▶ _Exercise requirements_:
Reproduce the full listing below verbatim, line for line, from first to last.

▶ _Excerpted records_:
------------------------

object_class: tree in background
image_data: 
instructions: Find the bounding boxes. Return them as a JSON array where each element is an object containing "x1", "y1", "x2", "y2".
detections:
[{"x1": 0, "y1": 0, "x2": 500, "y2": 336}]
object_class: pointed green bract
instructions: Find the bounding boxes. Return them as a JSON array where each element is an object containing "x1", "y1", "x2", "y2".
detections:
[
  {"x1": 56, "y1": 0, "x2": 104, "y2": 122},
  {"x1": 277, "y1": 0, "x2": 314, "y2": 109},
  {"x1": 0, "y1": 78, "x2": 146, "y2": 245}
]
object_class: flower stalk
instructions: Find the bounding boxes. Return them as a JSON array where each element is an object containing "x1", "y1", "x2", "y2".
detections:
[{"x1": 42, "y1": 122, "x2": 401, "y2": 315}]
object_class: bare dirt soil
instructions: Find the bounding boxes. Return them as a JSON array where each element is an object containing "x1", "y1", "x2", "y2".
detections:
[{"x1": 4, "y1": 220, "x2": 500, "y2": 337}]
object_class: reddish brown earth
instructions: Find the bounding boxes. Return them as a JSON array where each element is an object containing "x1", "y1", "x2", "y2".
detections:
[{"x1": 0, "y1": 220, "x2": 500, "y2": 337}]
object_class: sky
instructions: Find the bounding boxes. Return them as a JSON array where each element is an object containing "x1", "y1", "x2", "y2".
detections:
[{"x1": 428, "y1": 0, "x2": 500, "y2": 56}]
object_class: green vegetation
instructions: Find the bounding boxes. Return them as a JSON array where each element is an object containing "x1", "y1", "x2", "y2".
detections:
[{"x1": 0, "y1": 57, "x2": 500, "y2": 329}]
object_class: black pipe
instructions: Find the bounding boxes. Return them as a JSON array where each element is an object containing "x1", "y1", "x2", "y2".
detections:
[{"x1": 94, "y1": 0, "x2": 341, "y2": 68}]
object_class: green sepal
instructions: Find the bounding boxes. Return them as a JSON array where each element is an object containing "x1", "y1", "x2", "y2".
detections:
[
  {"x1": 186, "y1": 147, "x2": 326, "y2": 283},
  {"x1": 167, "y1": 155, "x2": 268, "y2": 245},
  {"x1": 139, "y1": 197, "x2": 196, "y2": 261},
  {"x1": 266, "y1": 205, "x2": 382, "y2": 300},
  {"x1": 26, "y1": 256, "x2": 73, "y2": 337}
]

------------------------

▶ _Task output_:
object_class: tree in background
image_data: 
instructions: Find the bounding boxes. Return them as a JSON array where each element is an object containing "x1", "y1", "x2", "y2".
detections:
[{"x1": 0, "y1": 0, "x2": 500, "y2": 336}]
object_class: pointed green bract
instructions: Find the bounding boxes. Return them as a JSON array where each element is an object containing "x1", "y1", "x2", "y2".
detections:
[
  {"x1": 56, "y1": 0, "x2": 104, "y2": 122},
  {"x1": 277, "y1": 0, "x2": 314, "y2": 109},
  {"x1": 0, "y1": 78, "x2": 146, "y2": 245}
]
object_class: flower stalk
instructions: Find the bounding boxes. Return them as a JSON array where each element is an object containing "x1", "y1", "x2", "y2".
detections:
[{"x1": 42, "y1": 122, "x2": 401, "y2": 315}]
object_class: bare dirt soil
instructions: Find the bounding boxes. Return them as a JSON array where each element is an object containing "x1", "y1", "x2", "y2".
detections:
[{"x1": 4, "y1": 220, "x2": 500, "y2": 337}]
object_class: reddish brown earth
instructions: Find the bounding boxes. Return them as a JSON array where each element is an object containing "x1", "y1", "x2", "y2".
detections:
[{"x1": 0, "y1": 220, "x2": 500, "y2": 337}]
object_class: sky
instructions: Find the bounding boxes. Return them as a JSON array where each element is an object containing "x1", "y1", "x2", "y2".
detections:
[{"x1": 428, "y1": 0, "x2": 500, "y2": 56}]
object_class: green vegetation
instructions: Find the bounding boxes. Return them as a JSON array where each element is an object containing "x1", "y1", "x2", "y2".
detections:
[{"x1": 0, "y1": 57, "x2": 500, "y2": 329}]
object_class: black pipe
instructions: Find the bounding boxes. Return them as a JSON array where each element is an object containing "x1", "y1", "x2", "y2".
detections:
[{"x1": 94, "y1": 0, "x2": 341, "y2": 68}]
object_class: green sepal
instructions: Find the bounding boxes. Return them as a JSON array where each element is an object containing "x1", "y1", "x2", "y2".
detections:
[
  {"x1": 186, "y1": 147, "x2": 326, "y2": 283},
  {"x1": 167, "y1": 155, "x2": 268, "y2": 245},
  {"x1": 139, "y1": 197, "x2": 196, "y2": 261},
  {"x1": 266, "y1": 205, "x2": 382, "y2": 300},
  {"x1": 26, "y1": 256, "x2": 73, "y2": 337}
]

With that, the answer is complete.